__Supplied entries__.
▽

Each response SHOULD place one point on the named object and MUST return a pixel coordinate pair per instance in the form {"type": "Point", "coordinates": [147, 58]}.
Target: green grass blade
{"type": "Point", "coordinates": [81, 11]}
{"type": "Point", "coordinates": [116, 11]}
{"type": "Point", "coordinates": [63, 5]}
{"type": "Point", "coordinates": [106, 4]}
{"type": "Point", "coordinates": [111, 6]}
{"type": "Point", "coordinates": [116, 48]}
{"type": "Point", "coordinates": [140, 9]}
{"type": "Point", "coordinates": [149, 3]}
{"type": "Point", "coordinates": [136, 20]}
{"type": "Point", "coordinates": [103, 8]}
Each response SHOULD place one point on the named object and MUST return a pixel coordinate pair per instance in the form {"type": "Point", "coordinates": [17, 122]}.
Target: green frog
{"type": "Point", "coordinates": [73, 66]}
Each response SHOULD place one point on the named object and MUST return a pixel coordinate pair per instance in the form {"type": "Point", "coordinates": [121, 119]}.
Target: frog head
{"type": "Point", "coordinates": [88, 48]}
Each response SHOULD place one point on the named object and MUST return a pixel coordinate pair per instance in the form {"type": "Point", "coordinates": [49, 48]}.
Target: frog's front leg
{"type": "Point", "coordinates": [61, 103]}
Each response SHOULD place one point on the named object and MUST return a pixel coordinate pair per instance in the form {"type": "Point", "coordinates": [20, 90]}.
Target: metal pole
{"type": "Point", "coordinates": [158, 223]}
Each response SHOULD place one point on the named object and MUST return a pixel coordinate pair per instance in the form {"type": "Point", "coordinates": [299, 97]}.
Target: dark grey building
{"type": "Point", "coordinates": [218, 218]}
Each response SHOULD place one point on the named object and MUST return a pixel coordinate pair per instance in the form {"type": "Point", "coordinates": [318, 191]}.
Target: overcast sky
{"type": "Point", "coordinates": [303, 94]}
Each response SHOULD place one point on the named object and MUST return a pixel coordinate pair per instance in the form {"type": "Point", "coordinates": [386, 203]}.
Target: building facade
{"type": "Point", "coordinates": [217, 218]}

△

__Your task__. Extract all of the data shown above without alteration.

__Output of the exercise__.
Each response SHOULD place one point on the named object and MUST return a pixel coordinate pair per instance in the form {"type": "Point", "coordinates": [147, 58]}.
Target: green grass blade
{"type": "Point", "coordinates": [81, 11]}
{"type": "Point", "coordinates": [116, 11]}
{"type": "Point", "coordinates": [63, 5]}
{"type": "Point", "coordinates": [106, 4]}
{"type": "Point", "coordinates": [111, 6]}
{"type": "Point", "coordinates": [116, 48]}
{"type": "Point", "coordinates": [140, 9]}
{"type": "Point", "coordinates": [149, 3]}
{"type": "Point", "coordinates": [136, 20]}
{"type": "Point", "coordinates": [103, 8]}
Each response SHOULD place one point on the named object and MUST return a pixel coordinate pair per instance in the form {"type": "Point", "coordinates": [17, 122]}.
Target: green frog
{"type": "Point", "coordinates": [73, 66]}
Each response SHOULD place one point on the named object and MUST return a pixel coordinate pair per instance in the form {"type": "Point", "coordinates": [121, 119]}.
Target: frog head
{"type": "Point", "coordinates": [88, 48]}
Each response SHOULD place one point on the named object and MUST return a pixel coordinate pair per instance in the form {"type": "Point", "coordinates": [49, 48]}.
Target: frog's front leg
{"type": "Point", "coordinates": [61, 103]}
Each response SHOULD place one point on the named object and MUST return a pixel coordinate pair per instance in the form {"type": "Point", "coordinates": [20, 90]}.
Target: metal pole
{"type": "Point", "coordinates": [158, 223]}
Each response SHOULD place one point on the named object and MUST return a pixel coordinate pair per instance in the form {"type": "Point", "coordinates": [299, 97]}.
Target: dark grey building
{"type": "Point", "coordinates": [218, 218]}
Each response SHOULD place one point on the named object and MUST return a pixel coordinate pair per instance in the form {"type": "Point", "coordinates": [318, 191]}.
Target: overcast sky
{"type": "Point", "coordinates": [303, 94]}
Each response SHOULD place one point on the named object and MUST return a pixel coordinate pair per instance in the form {"type": "Point", "coordinates": [386, 203]}.
Target: building facade
{"type": "Point", "coordinates": [217, 218]}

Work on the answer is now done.